**Required actions:**
1 - Output the portion of the forum post below starting with "One incidental bit" and going on through "for offense’s sake.", copied word for word.
2 - Using the forum post below, answer these questions:
(a) What subtitle put off the writer's engineer friend?
(b) About how many copies has the writer sold over the last three months?
(c) What does the writer encourage teaching instead of evolution as a neutral unifying theoretical paradigm of biology?

**Document passage:**
Thanks for that, @Dan_Eastwood!
One incidental bit about that book: a brainy engineer friend who reviewed it (and disagreed with the better part of it) was put off by the subtitle – The Failed Dogma of Evolution and a Fresh Model of Creationism – because in his view evolution is a genuine scientific theory and not a dogma. Yet I chose it not simply to be provocative but to suggest that evolution fails as dogma, i.e., when presented and promulgated as an unchallengeable truth. I take it that precisely because evolution is a genuine scientific theory, it is (in principle at least) only provisionally confirmed and always amenable to potential falsification like any other. I say that to clarify that I’m not just trying to be offensive for offense’s sake.
– none of which really matters, since I’ve sold maybe two copies over the last three months.
All I can say is it wouldn’t completely surprise me. I won’t pretend to be an unbiased observer of the situation, but often it seems to me like ideology has infected the dialogue to the point that maybe Peaceful Science simply cannot be had. That’s why I embrace a third way, which is to leave scientists and educators to their work, essentially promote creationism (or ID, teleology, etc.) as a branch of apologetics rather than science education, and (informally) encourage the teaching of systems theory rather than evolution as a neutral unifying theoretical paradigm of biology. I don’t know of anyone who agrees with me, though.
Fair enough. In that case I will just mention in passing that I was ready, though certainly not eager, to acknowledge an error (regarding my evident misreading of @Mercer’s “retrospective explanations”); then push back a bit on @John_Harshman’s reply; then reply again to @Mercer re: his take on explanatory power and hypothesis testing. But if you’d rather let the thread die, I would just as soon get back to things that cause me less stress anyway.
Thanks likewise for that acknowledgement.

**Records shown:**
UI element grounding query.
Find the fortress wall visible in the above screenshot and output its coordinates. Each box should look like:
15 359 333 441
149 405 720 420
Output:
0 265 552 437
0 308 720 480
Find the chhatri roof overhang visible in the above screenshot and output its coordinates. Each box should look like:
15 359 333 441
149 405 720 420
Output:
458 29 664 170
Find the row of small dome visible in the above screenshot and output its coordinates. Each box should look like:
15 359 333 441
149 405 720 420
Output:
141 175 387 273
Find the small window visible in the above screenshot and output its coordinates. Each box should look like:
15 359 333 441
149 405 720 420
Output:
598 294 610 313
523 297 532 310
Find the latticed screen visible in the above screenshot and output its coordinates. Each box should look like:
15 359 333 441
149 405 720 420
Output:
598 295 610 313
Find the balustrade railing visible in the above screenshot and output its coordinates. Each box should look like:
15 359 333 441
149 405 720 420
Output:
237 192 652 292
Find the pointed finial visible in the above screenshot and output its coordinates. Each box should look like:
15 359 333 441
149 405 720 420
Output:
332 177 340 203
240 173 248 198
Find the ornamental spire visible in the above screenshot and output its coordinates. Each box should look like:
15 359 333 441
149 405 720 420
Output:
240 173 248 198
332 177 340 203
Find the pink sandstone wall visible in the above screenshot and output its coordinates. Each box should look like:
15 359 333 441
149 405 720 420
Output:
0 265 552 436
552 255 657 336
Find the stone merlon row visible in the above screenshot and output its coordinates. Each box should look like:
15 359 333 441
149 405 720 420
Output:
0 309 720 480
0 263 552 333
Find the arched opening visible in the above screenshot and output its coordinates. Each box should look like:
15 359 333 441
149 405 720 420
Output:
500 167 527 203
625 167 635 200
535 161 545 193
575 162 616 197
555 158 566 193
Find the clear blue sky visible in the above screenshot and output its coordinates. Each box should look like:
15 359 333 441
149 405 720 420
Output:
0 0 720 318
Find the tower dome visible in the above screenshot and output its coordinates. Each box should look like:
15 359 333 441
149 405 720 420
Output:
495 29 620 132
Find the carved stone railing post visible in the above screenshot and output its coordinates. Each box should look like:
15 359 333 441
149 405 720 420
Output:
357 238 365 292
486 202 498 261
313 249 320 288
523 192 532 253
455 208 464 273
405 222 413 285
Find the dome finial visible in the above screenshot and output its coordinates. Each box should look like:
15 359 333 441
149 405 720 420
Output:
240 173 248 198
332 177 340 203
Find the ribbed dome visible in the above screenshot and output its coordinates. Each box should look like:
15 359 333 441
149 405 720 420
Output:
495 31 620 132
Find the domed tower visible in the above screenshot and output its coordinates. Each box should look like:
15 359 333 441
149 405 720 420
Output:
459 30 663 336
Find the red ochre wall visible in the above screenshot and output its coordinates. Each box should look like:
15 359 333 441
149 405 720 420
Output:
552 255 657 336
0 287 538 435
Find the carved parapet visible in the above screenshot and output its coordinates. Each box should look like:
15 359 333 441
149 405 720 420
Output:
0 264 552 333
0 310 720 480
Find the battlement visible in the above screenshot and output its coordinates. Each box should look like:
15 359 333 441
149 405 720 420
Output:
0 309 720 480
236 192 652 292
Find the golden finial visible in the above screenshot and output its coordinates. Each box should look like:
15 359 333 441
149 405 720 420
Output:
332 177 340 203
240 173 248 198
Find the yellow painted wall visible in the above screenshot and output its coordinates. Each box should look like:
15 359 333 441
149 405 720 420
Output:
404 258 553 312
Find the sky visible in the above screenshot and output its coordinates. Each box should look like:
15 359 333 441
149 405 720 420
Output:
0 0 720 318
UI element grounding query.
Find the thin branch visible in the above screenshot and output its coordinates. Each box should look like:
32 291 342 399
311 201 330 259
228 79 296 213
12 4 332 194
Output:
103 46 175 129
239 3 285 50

**Task answers:**
1 -
One incidental bit about that book: a brainy engineer friend who reviewed it (and disagreed with the better part of it) was put off by the subtitle – The Failed Dogma of Evolution and a Fresh Model of Creationism – because in his view evolution is a genuine scientific theory and not a dogma. Yet I chose it not simply to be provocative but to suggest that evolution fails as dogma, i.e., when presented and promulgated as an unchallengeable truth. I take it that precisely because evolution is a genuine scientific theory, it is (in principle at least) only provisionally confirmed and always amenable to potential falsification like any other. I say that to clarify that I’m not just trying to be offensive for offense’s sake.

2 -
(a) The Failed Dogma of Evolution and a Fresh Model of Creationism
(b) Maybe two copies
(c) Systems theory